Goal:
Find every line in the entries that contains the string "background", paying attention to case, and copy each one.

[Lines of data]

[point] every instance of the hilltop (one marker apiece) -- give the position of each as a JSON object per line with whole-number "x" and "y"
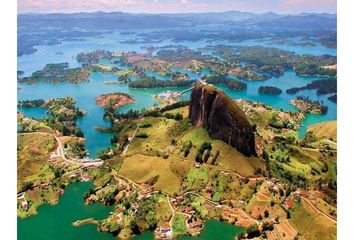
{"x": 223, "y": 119}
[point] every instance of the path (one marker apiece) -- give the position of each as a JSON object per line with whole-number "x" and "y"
{"x": 318, "y": 210}
{"x": 60, "y": 152}
{"x": 132, "y": 138}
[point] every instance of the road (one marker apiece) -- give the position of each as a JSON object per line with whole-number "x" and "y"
{"x": 132, "y": 138}
{"x": 60, "y": 152}
{"x": 172, "y": 216}
{"x": 318, "y": 210}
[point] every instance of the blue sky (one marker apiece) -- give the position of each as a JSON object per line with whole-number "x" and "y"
{"x": 176, "y": 6}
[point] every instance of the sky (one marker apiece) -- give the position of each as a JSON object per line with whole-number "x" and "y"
{"x": 177, "y": 6}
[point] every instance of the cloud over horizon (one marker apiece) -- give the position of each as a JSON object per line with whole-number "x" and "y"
{"x": 177, "y": 6}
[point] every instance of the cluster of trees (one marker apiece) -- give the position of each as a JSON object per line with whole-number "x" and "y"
{"x": 177, "y": 116}
{"x": 269, "y": 90}
{"x": 309, "y": 65}
{"x": 203, "y": 152}
{"x": 93, "y": 57}
{"x": 31, "y": 103}
{"x": 186, "y": 148}
{"x": 152, "y": 82}
{"x": 181, "y": 54}
{"x": 174, "y": 106}
{"x": 63, "y": 114}
{"x": 236, "y": 85}
{"x": 313, "y": 104}
{"x": 58, "y": 72}
{"x": 322, "y": 87}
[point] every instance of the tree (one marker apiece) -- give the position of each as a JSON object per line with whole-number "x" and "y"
{"x": 266, "y": 213}
{"x": 178, "y": 117}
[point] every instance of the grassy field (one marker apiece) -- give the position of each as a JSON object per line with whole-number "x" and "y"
{"x": 325, "y": 129}
{"x": 229, "y": 158}
{"x": 311, "y": 224}
{"x": 163, "y": 210}
{"x": 33, "y": 152}
{"x": 179, "y": 226}
{"x": 142, "y": 168}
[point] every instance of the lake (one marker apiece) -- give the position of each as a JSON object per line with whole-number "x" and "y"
{"x": 54, "y": 222}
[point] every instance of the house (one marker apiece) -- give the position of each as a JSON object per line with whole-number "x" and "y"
{"x": 24, "y": 205}
{"x": 85, "y": 178}
{"x": 196, "y": 224}
{"x": 289, "y": 204}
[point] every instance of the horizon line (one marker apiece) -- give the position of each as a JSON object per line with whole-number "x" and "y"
{"x": 170, "y": 13}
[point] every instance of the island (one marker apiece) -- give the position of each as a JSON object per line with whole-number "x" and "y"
{"x": 114, "y": 100}
{"x": 306, "y": 105}
{"x": 269, "y": 90}
{"x": 58, "y": 72}
{"x": 322, "y": 87}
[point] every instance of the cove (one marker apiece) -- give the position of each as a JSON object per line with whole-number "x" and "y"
{"x": 54, "y": 222}
{"x": 215, "y": 230}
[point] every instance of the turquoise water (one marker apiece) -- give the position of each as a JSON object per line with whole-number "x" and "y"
{"x": 86, "y": 93}
{"x": 55, "y": 222}
{"x": 215, "y": 230}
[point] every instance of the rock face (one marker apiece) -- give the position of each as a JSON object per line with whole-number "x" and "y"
{"x": 222, "y": 118}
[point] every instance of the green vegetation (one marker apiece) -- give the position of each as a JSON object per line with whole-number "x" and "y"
{"x": 236, "y": 85}
{"x": 58, "y": 72}
{"x": 322, "y": 87}
{"x": 149, "y": 82}
{"x": 269, "y": 90}
{"x": 179, "y": 226}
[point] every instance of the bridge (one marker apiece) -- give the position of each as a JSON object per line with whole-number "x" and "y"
{"x": 201, "y": 80}
{"x": 59, "y": 152}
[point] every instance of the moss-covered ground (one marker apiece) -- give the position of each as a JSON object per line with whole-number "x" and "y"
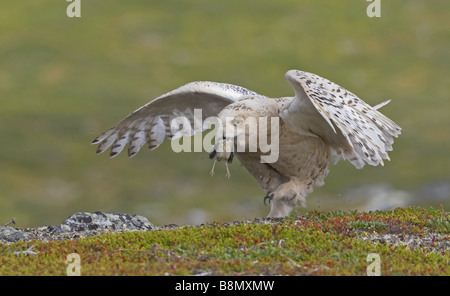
{"x": 409, "y": 241}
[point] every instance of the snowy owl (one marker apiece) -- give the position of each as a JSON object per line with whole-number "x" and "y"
{"x": 321, "y": 123}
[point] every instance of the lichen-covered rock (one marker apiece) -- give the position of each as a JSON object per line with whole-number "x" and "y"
{"x": 84, "y": 221}
{"x": 10, "y": 234}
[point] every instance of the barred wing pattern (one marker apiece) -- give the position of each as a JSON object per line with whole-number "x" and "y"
{"x": 354, "y": 129}
{"x": 151, "y": 123}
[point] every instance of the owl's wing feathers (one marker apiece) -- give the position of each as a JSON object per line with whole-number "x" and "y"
{"x": 356, "y": 131}
{"x": 152, "y": 122}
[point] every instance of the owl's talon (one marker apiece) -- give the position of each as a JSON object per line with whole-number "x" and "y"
{"x": 269, "y": 197}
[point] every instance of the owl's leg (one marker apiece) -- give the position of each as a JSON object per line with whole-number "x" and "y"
{"x": 212, "y": 173}
{"x": 228, "y": 171}
{"x": 284, "y": 198}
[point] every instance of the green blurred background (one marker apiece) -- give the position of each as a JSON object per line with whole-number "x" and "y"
{"x": 63, "y": 81}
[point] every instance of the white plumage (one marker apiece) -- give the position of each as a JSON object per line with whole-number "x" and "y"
{"x": 322, "y": 120}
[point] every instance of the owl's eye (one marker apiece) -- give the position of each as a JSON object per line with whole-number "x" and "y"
{"x": 237, "y": 121}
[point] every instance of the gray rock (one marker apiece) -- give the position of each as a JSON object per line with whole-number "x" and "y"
{"x": 84, "y": 221}
{"x": 10, "y": 234}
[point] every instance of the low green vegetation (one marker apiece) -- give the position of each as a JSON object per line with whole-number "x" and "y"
{"x": 409, "y": 241}
{"x": 63, "y": 81}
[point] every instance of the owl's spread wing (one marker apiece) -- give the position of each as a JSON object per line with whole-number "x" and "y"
{"x": 355, "y": 130}
{"x": 152, "y": 122}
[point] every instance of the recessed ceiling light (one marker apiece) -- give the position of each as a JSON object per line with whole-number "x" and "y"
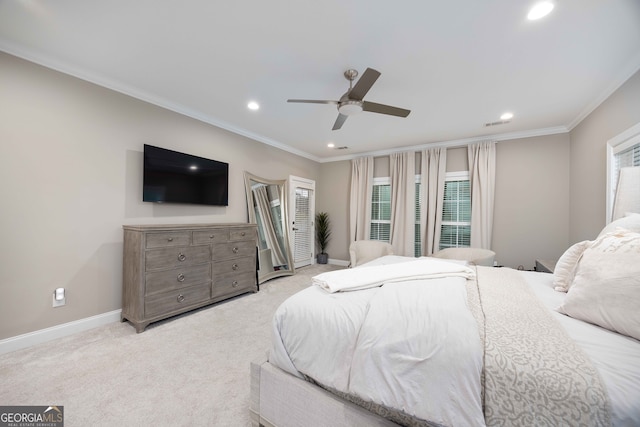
{"x": 540, "y": 10}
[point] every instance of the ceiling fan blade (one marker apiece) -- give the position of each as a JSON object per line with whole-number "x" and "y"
{"x": 363, "y": 84}
{"x": 312, "y": 101}
{"x": 372, "y": 107}
{"x": 339, "y": 121}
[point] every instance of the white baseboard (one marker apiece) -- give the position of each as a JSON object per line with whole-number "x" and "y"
{"x": 339, "y": 262}
{"x": 58, "y": 331}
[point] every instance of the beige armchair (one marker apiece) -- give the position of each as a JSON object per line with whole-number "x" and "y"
{"x": 477, "y": 256}
{"x": 362, "y": 251}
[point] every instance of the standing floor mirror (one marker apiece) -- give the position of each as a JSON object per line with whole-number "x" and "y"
{"x": 267, "y": 207}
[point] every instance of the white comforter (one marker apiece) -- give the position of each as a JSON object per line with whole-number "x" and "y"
{"x": 391, "y": 352}
{"x": 391, "y": 269}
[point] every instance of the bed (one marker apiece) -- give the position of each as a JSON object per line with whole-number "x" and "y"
{"x": 405, "y": 341}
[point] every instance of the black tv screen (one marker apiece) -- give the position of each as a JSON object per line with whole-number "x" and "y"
{"x": 173, "y": 177}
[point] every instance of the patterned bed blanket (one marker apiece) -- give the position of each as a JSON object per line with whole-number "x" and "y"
{"x": 534, "y": 374}
{"x": 445, "y": 351}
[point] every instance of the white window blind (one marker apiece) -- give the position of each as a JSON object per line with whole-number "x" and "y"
{"x": 456, "y": 211}
{"x": 302, "y": 241}
{"x": 381, "y": 210}
{"x": 622, "y": 151}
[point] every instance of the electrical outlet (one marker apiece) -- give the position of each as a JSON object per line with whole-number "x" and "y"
{"x": 59, "y": 297}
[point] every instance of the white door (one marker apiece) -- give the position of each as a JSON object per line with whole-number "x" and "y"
{"x": 301, "y": 216}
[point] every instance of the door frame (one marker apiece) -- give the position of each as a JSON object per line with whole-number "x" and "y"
{"x": 308, "y": 184}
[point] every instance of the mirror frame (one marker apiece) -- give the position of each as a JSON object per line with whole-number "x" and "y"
{"x": 283, "y": 188}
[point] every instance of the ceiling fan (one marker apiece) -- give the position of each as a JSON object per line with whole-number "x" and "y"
{"x": 352, "y": 101}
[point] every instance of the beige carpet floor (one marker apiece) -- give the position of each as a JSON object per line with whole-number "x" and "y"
{"x": 191, "y": 370}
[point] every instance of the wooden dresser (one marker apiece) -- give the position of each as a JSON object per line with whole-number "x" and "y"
{"x": 170, "y": 269}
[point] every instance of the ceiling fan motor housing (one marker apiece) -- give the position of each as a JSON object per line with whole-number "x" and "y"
{"x": 350, "y": 107}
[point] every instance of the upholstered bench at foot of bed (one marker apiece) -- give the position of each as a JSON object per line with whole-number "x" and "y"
{"x": 280, "y": 399}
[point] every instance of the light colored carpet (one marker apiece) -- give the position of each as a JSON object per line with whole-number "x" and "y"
{"x": 192, "y": 370}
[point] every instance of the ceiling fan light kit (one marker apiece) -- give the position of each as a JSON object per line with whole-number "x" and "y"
{"x": 352, "y": 101}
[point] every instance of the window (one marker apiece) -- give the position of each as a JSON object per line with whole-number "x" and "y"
{"x": 456, "y": 211}
{"x": 381, "y": 210}
{"x": 456, "y": 215}
{"x": 622, "y": 151}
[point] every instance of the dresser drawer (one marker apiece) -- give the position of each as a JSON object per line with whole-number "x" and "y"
{"x": 168, "y": 239}
{"x": 240, "y": 265}
{"x": 233, "y": 283}
{"x": 213, "y": 235}
{"x": 178, "y": 278}
{"x": 233, "y": 250}
{"x": 248, "y": 233}
{"x": 174, "y": 257}
{"x": 168, "y": 302}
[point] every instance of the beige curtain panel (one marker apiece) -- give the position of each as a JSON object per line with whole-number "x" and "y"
{"x": 432, "y": 177}
{"x": 482, "y": 174}
{"x": 360, "y": 198}
{"x": 403, "y": 193}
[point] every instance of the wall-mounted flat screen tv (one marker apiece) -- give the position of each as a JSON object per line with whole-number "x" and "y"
{"x": 173, "y": 177}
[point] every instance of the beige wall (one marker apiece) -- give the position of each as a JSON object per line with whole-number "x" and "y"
{"x": 532, "y": 198}
{"x": 71, "y": 176}
{"x": 71, "y": 167}
{"x": 531, "y": 215}
{"x": 588, "y": 157}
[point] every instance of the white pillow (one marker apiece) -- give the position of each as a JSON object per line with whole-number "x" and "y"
{"x": 606, "y": 287}
{"x": 631, "y": 222}
{"x": 565, "y": 267}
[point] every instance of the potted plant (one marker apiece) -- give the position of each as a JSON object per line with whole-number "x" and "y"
{"x": 323, "y": 233}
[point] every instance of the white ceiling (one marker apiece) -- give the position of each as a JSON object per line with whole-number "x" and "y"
{"x": 456, "y": 64}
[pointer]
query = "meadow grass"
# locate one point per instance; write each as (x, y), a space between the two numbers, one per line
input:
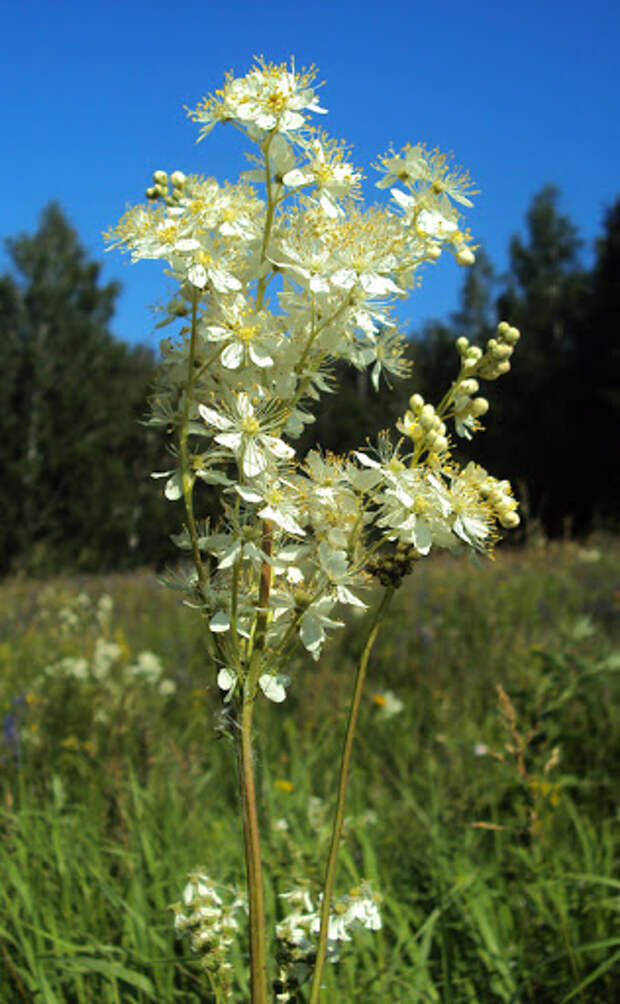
(487, 817)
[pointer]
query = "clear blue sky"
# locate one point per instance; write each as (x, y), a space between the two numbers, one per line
(524, 93)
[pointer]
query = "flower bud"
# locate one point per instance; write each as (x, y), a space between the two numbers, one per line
(440, 444)
(502, 351)
(427, 417)
(512, 336)
(466, 257)
(510, 520)
(416, 402)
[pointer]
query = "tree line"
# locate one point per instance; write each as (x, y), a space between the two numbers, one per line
(76, 455)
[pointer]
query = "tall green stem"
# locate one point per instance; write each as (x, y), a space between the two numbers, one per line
(254, 868)
(330, 871)
(187, 475)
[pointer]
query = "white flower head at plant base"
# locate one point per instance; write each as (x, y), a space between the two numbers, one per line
(281, 275)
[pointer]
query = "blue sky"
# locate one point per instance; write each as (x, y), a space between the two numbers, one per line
(524, 94)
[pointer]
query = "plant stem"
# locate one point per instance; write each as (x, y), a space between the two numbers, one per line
(258, 948)
(330, 871)
(184, 454)
(252, 841)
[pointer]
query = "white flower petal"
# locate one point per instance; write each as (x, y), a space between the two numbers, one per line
(232, 355)
(272, 690)
(197, 275)
(226, 679)
(254, 460)
(213, 418)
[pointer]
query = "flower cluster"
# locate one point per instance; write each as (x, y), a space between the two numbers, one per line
(211, 925)
(280, 275)
(297, 932)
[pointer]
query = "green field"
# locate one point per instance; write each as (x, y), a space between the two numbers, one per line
(485, 810)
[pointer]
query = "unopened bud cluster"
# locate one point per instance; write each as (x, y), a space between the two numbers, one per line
(495, 361)
(391, 568)
(467, 407)
(422, 425)
(161, 189)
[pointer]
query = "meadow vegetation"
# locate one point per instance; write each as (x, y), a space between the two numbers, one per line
(483, 804)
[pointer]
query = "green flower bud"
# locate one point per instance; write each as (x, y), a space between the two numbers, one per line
(510, 520)
(427, 417)
(502, 351)
(416, 402)
(512, 335)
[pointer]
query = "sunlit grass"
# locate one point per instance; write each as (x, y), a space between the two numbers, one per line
(497, 875)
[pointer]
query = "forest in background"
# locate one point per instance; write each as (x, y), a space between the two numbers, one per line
(76, 454)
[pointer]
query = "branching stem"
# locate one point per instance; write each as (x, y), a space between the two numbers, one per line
(330, 871)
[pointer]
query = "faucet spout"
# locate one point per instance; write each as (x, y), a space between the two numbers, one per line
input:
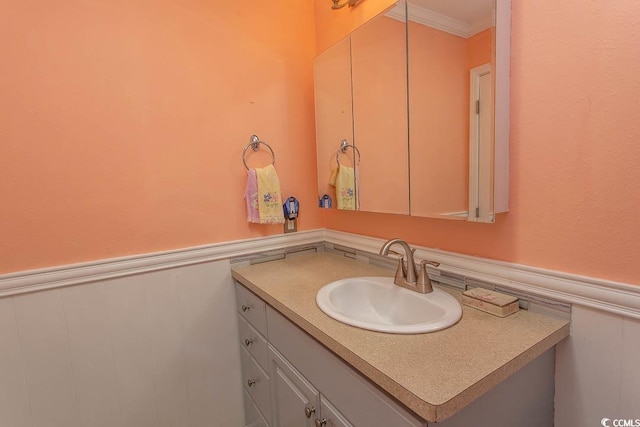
(410, 274)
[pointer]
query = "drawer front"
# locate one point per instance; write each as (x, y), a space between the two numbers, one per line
(331, 416)
(251, 308)
(256, 384)
(254, 342)
(253, 417)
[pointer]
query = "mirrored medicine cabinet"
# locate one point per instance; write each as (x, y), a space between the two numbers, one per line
(412, 112)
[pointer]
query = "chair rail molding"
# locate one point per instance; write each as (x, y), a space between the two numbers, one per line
(613, 297)
(75, 274)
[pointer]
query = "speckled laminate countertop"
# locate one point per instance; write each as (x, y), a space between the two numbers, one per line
(434, 374)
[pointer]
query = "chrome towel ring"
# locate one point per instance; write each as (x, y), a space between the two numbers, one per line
(255, 145)
(344, 145)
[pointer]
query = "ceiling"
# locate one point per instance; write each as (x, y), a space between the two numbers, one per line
(468, 11)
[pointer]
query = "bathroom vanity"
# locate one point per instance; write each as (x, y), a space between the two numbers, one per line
(303, 368)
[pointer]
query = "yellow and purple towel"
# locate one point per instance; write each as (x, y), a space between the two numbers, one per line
(344, 178)
(263, 197)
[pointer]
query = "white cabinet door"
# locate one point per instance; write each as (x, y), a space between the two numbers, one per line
(329, 415)
(295, 400)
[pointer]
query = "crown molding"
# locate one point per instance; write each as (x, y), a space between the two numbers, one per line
(439, 21)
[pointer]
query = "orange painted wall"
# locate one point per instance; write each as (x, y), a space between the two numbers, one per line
(438, 118)
(122, 123)
(575, 156)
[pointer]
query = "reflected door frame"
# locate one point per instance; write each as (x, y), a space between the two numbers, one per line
(480, 145)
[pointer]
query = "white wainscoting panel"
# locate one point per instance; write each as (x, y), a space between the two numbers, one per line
(145, 350)
(630, 376)
(597, 369)
(44, 344)
(14, 401)
(94, 372)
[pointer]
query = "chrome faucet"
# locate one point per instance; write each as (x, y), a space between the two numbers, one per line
(410, 277)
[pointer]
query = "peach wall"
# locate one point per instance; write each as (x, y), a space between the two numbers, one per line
(379, 74)
(122, 123)
(574, 149)
(438, 117)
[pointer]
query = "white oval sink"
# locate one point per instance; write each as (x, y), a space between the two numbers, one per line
(377, 304)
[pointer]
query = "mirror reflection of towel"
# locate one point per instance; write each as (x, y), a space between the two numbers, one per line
(251, 197)
(269, 197)
(344, 179)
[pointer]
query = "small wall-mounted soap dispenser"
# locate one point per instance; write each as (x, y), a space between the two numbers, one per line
(291, 208)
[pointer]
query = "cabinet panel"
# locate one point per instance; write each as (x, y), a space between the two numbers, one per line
(256, 384)
(330, 415)
(294, 397)
(252, 415)
(251, 308)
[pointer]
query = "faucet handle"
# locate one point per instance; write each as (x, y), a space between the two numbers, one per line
(425, 262)
(400, 271)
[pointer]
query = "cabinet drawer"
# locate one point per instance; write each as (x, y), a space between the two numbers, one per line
(331, 416)
(253, 417)
(256, 384)
(254, 342)
(296, 401)
(251, 308)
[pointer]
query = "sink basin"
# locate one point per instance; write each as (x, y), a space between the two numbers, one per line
(377, 304)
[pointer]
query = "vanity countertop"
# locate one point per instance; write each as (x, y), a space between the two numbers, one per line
(434, 374)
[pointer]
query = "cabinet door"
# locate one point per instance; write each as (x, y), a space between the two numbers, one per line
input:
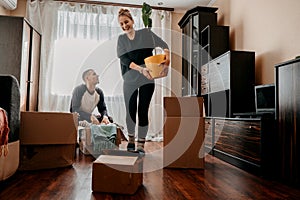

Finished answer:
[point] every instance of the green blurred background (one marker apiece) -- give the position of each as a JSON object per line with whole-number "x" and "y"
query = "forest in background"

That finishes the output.